▸ TEXT SHOWN
----
Scientific classification
- Kingdom: Plantae
- Clade: Tracheophytes
- Clade: Angiosperms
- Clade: Eudicots
- Order: Santalales
- Family: Santalaceae
- Genus: Comandra Nutt.
- Species: C. umbellata
- Binomial name: Comandra umbellata (L.) Nutt.
- Synonyms: Comandra richardsiana Fern.; Thesium umbellatum L.; Comandra umbellata subsp. elegans (Rochel ex Rchb.) Piehl; Comandra elegans (Rochel ex Rchb.) Rchb. f, 1849; Comandra pallida A. DC.;

= Comandra =

- Genus: Comandra
- Species: umbellata
- Authority: (L.) Nutt.
- Conservation status: G5
- Synonyms: Comandra richardsiana Fern., Thesium umbellatum L., Comandra umbellata subsp. elegans (Rochel ex Rchb.) Piehl, Comandra elegans (Rochel ex Rchb.) Rchb. f, 1849, Comandra pallida A. DC.
- Parent authority: Nutt.

Species of flowering plant in the mistletoe family

Comandra is a monotypic genus containing the single species Comandra umbellata. Its common names include bastard toadflax, umbellate bastard toadflax, and common comandra. The plant has a disjunct distribution; its four subspecies occur in North America and the Mediterranean.

==Description==
Comandra is a perennial herb growing from rhizomes, often in drier or semi-sandy soils, to about 8 to 34 cm tall. The leaves are up to 3.3 cm long and are alternately arranged. Growing in flat or roundish clusters, the flowers lack petals, but have five greenish-white sepals. The flowers contain both male and female structures, and are insect-pollinated. The fruit is a drupe 4–6 mm thick.
----
▸ MATERIAL SUPPLIED
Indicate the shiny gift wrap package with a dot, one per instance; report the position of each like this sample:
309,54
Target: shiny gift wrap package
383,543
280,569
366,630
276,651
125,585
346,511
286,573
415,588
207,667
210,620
----
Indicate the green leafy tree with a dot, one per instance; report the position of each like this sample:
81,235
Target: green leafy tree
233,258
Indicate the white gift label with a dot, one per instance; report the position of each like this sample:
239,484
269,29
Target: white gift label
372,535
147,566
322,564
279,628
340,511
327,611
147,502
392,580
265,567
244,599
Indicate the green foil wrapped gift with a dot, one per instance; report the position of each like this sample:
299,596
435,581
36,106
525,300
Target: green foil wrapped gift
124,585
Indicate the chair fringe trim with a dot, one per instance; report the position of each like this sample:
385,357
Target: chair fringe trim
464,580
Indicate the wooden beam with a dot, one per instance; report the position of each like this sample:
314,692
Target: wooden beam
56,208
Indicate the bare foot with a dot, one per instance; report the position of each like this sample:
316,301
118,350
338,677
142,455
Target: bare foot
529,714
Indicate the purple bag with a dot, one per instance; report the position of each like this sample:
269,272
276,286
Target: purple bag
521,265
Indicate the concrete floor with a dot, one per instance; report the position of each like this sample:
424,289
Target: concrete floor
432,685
----
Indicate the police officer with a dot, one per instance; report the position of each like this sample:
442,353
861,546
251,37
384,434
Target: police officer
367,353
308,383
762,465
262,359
----
Could you carry on the text about Comandra umbellata, picking up after "The fruit is a drupe 4–6 mm thick."? The records have nothing to do with what is asked here.

▸ ANSWER SPACE
Subspecies include:
- Comandra umbellata subsp. californica - California bastard toadflax
- Comandra umbellata subsp. pallida - pale bastard toadflax, pine bastard toadflax
- Comandra umbellata subsp. umbellata

Comandra umbellata is hemiparasitic; it is not holoparasitic as it obtains some nutrition through photosynthesis. It has a wide host range, parasitizing over 200 known plant species. These include: Acer, Antennaria, Aster, Betula, Carex, Solidago, Fragaria, Populus, Quercus, Rosa, Rubus, Vaccinium and some grasses.

In Europe the common English name bastard toadflax is used for plants of the genus Thesium.

==Pathogens==
Comandra umbellata is the alternate host for the comandra blister rust (Cronartium comandrae), a rust fungus that affects pine species in North America. Comandra blister rust can cause tree losses of up to 7% in some regions where it is common.

When C. umbellata is infected by the rust aeciospores from the pine host, yellow, blister-like spots bearing urediniospores appear on the leaves of the plant within 20 days. In the following weeks, teliospores develop on brown, hairlike telia that germinate to produce basidiospores, the fungal life stage capable of infecting pines.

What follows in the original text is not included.